WRITTEN PROBLEM
Starting with the line that contains "Should you be", write out each line through the end of the listing, unchanged. Output nothing else.

MATERIAL PROVIDED

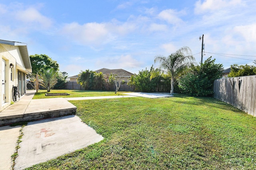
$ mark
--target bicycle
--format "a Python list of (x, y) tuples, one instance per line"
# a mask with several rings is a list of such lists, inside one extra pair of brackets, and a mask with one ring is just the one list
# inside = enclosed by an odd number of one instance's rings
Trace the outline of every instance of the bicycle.
[(20, 94), (18, 89), (18, 87), (12, 85), (12, 100), (14, 102), (18, 102), (20, 100)]

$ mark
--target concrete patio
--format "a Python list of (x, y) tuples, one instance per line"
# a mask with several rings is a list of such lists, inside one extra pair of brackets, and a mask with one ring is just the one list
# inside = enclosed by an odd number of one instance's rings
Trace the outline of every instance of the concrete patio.
[(74, 114), (76, 107), (63, 98), (32, 100), (36, 90), (29, 90), (20, 101), (0, 112), (0, 126)]

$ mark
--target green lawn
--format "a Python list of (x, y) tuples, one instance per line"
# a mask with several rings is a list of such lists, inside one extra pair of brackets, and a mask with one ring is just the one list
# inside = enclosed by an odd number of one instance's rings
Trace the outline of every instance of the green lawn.
[(67, 96), (46, 96), (45, 94), (47, 93), (46, 90), (38, 90), (38, 93), (36, 93), (33, 99), (38, 99), (40, 98), (69, 98), (69, 97), (91, 97), (107, 96), (118, 96), (122, 94), (123, 93), (128, 93), (129, 92), (118, 91), (115, 94), (114, 91), (92, 91), (92, 90), (51, 90), (49, 93), (67, 93), (70, 94)]
[(256, 118), (210, 98), (72, 101), (104, 139), (30, 170), (254, 170)]

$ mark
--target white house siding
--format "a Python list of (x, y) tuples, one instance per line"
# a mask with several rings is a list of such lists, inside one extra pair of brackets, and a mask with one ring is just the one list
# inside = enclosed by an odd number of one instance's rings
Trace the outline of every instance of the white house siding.
[[(28, 57), (28, 56), (27, 56)], [(0, 43), (0, 58), (1, 63), (2, 59), (5, 61), (5, 102), (4, 103), (3, 97), (3, 84), (0, 83), (0, 110), (7, 107), (12, 101), (12, 86), (19, 86), (19, 90), (21, 94), (26, 93), (26, 76), (28, 72), (26, 70), (22, 56), (18, 46), (8, 45)], [(14, 65), (12, 68), (10, 68), (10, 64)], [(29, 64), (30, 64), (30, 62)], [(4, 76), (2, 75), (2, 64), (0, 64), (0, 82), (2, 82)], [(30, 70), (31, 70), (31, 65)], [(19, 82), (19, 72), (21, 75)], [(25, 83), (24, 83), (24, 80)]]

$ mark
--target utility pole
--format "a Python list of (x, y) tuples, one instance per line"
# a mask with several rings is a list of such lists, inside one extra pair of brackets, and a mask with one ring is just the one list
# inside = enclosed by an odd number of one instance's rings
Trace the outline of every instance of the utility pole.
[(204, 49), (204, 34), (202, 36), (199, 37), (199, 40), (201, 40), (202, 39), (202, 51), (201, 51), (201, 64), (202, 64), (203, 63), (203, 50)]

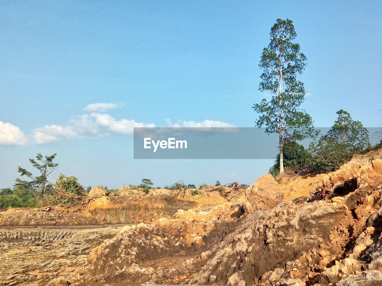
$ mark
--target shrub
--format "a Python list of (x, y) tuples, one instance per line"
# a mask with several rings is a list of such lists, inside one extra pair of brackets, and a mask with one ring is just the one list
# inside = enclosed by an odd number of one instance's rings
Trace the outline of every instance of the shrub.
[(194, 190), (191, 192), (191, 195), (192, 196), (196, 196), (197, 194), (199, 194), (200, 192), (198, 190)]

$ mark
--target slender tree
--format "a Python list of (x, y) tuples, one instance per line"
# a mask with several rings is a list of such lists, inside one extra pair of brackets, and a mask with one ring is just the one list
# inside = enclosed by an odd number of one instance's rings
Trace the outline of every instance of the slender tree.
[(306, 57), (300, 45), (292, 42), (296, 34), (291, 20), (278, 19), (270, 30), (270, 42), (264, 48), (259, 66), (263, 70), (259, 90), (272, 93), (252, 108), (261, 114), (256, 125), (266, 127), (268, 133), (278, 133), (280, 172), (284, 172), (283, 144), (302, 140), (315, 132), (310, 116), (298, 107), (306, 93), (304, 84), (297, 80), (306, 65)]

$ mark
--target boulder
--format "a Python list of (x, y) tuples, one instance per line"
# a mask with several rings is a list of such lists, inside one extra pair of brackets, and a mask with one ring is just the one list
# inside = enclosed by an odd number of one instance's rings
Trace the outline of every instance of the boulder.
[(382, 286), (382, 274), (377, 270), (363, 271), (361, 274), (348, 276), (337, 286)]
[(273, 209), (282, 202), (283, 198), (282, 189), (269, 174), (259, 178), (245, 191), (246, 200), (254, 211)]
[(102, 196), (106, 196), (107, 193), (106, 189), (104, 187), (99, 186), (97, 187), (93, 188), (90, 190), (88, 195), (89, 197), (100, 197)]

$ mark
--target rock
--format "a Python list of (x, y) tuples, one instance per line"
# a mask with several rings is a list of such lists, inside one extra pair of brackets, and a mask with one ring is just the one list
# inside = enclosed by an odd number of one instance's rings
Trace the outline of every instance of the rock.
[(364, 271), (339, 281), (336, 286), (381, 286), (382, 274), (377, 270)]
[[(271, 175), (265, 175), (257, 179), (245, 191), (246, 199), (254, 211), (272, 209), (283, 201), (284, 194)], [(248, 207), (248, 210), (250, 208)]]
[(106, 196), (107, 193), (106, 189), (104, 187), (99, 186), (97, 187), (93, 188), (90, 190), (88, 196), (89, 197), (100, 197), (102, 196)]

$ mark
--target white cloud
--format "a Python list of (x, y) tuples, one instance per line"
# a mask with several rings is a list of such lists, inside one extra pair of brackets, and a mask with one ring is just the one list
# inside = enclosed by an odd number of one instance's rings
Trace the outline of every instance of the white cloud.
[(73, 126), (46, 125), (32, 131), (32, 139), (37, 144), (50, 143), (55, 141), (68, 140), (78, 137)]
[(99, 112), (105, 112), (107, 110), (117, 108), (118, 106), (115, 103), (112, 102), (110, 103), (106, 103), (104, 102), (100, 102), (98, 103), (88, 104), (85, 108), (84, 110), (88, 110), (89, 111), (98, 111)]
[(134, 127), (155, 127), (155, 124), (125, 119), (117, 121), (109, 114), (93, 112), (75, 117), (65, 126), (47, 125), (35, 129), (31, 139), (35, 143), (44, 144), (78, 138), (97, 138), (110, 133), (131, 134)]
[(154, 123), (136, 122), (133, 119), (129, 120), (124, 118), (117, 121), (108, 114), (93, 113), (90, 116), (96, 118), (97, 124), (107, 127), (110, 131), (116, 133), (131, 134), (133, 134), (134, 127), (155, 127)]
[(225, 174), (225, 177), (228, 180), (235, 180), (237, 178), (237, 174), (234, 171), (231, 171)]
[(0, 121), (0, 144), (24, 145), (26, 143), (25, 135), (19, 127)]
[(215, 120), (205, 119), (201, 122), (195, 121), (179, 121), (178, 123), (172, 123), (170, 119), (165, 119), (168, 127), (236, 127), (235, 125), (225, 122)]
[[(168, 127), (226, 127), (226, 132), (232, 132), (234, 125), (220, 121), (206, 119), (200, 122), (179, 121), (173, 124), (166, 119)], [(132, 134), (134, 127), (155, 127), (154, 123), (137, 122), (133, 119), (123, 118), (117, 120), (109, 114), (98, 112), (74, 116), (68, 124), (46, 125), (32, 130), (26, 137), (20, 129), (10, 123), (0, 121), (0, 144), (22, 145), (27, 143), (46, 144), (70, 140), (76, 138), (99, 138), (110, 134)]]

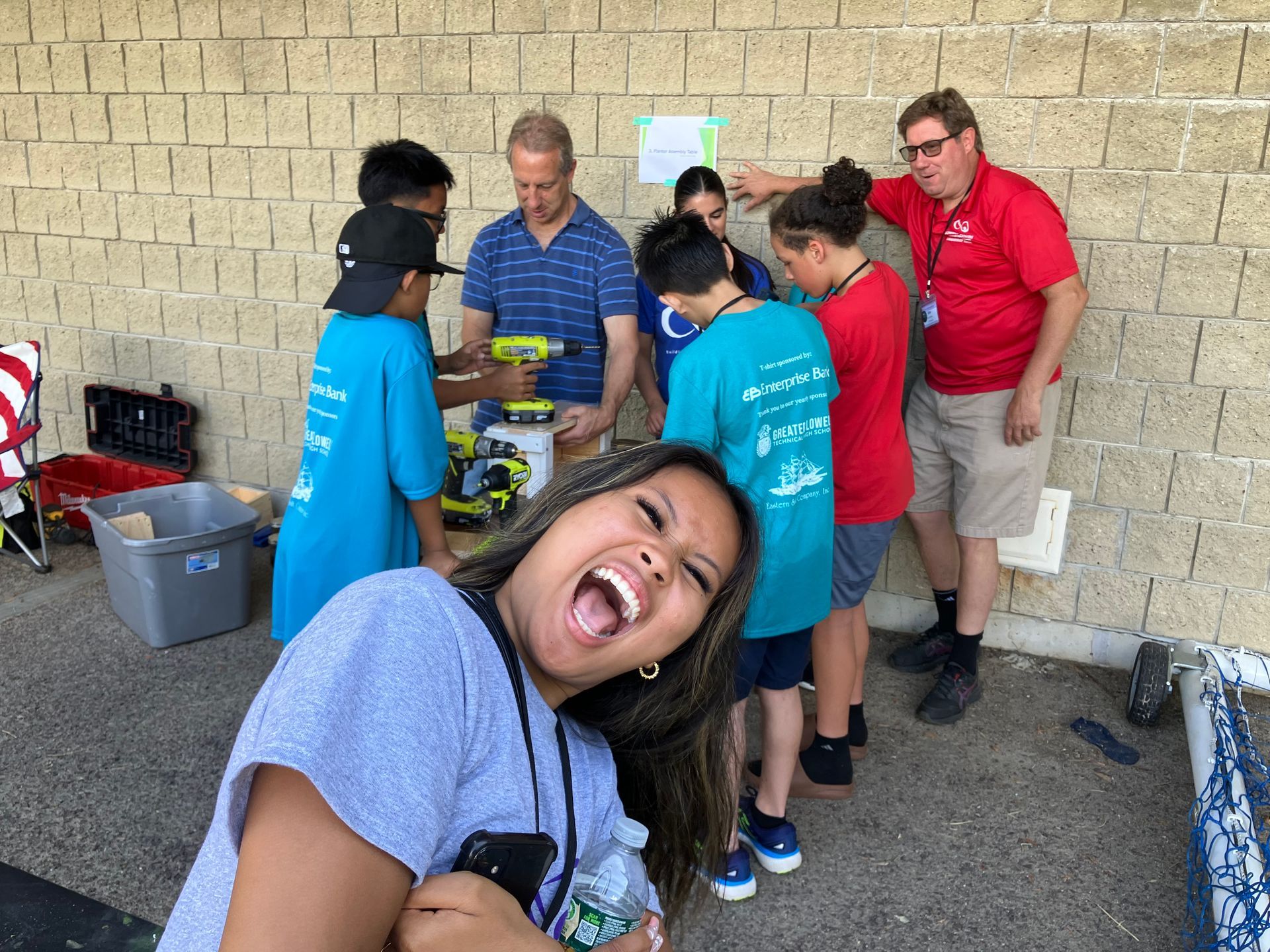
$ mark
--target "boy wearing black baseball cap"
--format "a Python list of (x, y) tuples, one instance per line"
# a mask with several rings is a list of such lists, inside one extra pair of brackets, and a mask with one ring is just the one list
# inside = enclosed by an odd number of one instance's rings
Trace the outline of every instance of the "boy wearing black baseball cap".
[[(423, 213), (392, 204), (354, 212), (338, 258), (326, 301), (337, 314), (314, 357), (300, 475), (273, 571), (272, 635), (282, 642), (357, 579), (420, 562), (448, 575), (457, 564), (441, 520), (439, 368), (418, 320), (433, 275), (462, 272), (437, 260)], [(493, 363), (488, 344), (465, 352), (443, 358), (446, 372)], [(465, 367), (448, 366), (461, 355)]]

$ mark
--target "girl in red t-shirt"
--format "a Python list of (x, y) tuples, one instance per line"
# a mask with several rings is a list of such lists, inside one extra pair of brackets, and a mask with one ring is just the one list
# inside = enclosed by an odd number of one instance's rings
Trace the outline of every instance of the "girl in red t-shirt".
[[(908, 289), (860, 249), (872, 178), (850, 159), (826, 166), (820, 185), (790, 194), (771, 213), (772, 250), (785, 277), (810, 296), (841, 393), (833, 434), (833, 612), (815, 626), (817, 712), (808, 716), (791, 796), (852, 793), (851, 762), (867, 750), (864, 597), (913, 495), (913, 461), (900, 402), (908, 358)], [(814, 740), (814, 743), (813, 743)]]

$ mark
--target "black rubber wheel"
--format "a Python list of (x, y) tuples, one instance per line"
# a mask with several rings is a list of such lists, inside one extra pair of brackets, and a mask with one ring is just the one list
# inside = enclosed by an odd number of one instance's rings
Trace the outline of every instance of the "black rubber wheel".
[(1124, 716), (1139, 727), (1154, 727), (1168, 699), (1173, 652), (1158, 641), (1143, 641), (1129, 675), (1129, 703)]

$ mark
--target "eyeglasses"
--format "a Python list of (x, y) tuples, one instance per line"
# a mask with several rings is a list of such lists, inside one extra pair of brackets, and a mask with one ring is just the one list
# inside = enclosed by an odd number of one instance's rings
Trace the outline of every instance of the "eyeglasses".
[[(964, 132), (965, 129), (963, 129)], [(917, 157), (917, 151), (921, 150), (922, 155), (933, 159), (940, 152), (944, 151), (944, 143), (950, 138), (956, 138), (961, 132), (954, 132), (951, 136), (945, 136), (944, 138), (931, 138), (917, 146), (900, 146), (899, 155), (906, 162), (911, 162)]]

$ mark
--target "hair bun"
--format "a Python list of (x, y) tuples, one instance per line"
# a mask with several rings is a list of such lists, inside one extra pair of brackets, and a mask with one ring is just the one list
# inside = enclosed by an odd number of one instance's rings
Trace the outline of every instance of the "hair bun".
[(864, 204), (872, 189), (872, 175), (843, 156), (824, 166), (824, 201), (832, 206)]

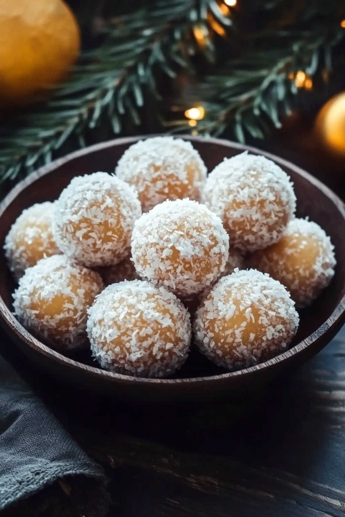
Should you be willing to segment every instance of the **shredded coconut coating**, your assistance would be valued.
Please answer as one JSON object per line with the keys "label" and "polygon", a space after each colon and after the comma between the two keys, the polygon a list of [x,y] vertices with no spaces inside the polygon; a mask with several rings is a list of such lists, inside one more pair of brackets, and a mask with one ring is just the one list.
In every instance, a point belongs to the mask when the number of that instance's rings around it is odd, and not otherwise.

FULL SOLUTION
Should you be willing to segment every instance of the **shredded coconut coating**, your assistance would be valued.
Please answer as one JSON object per line with the keys "label" and "polygon", a space after each colon and after the comma between the two keys, the polygon a list of [x,y] vertices with no spaces inside the polygon; a mask with several rings is a list of such lists, inside one more pair of brackets, and a mask with one ring is just the one list.
In every instance, a point belongs to the mask when the number of that instance's rings around it is odd, and not otherwise.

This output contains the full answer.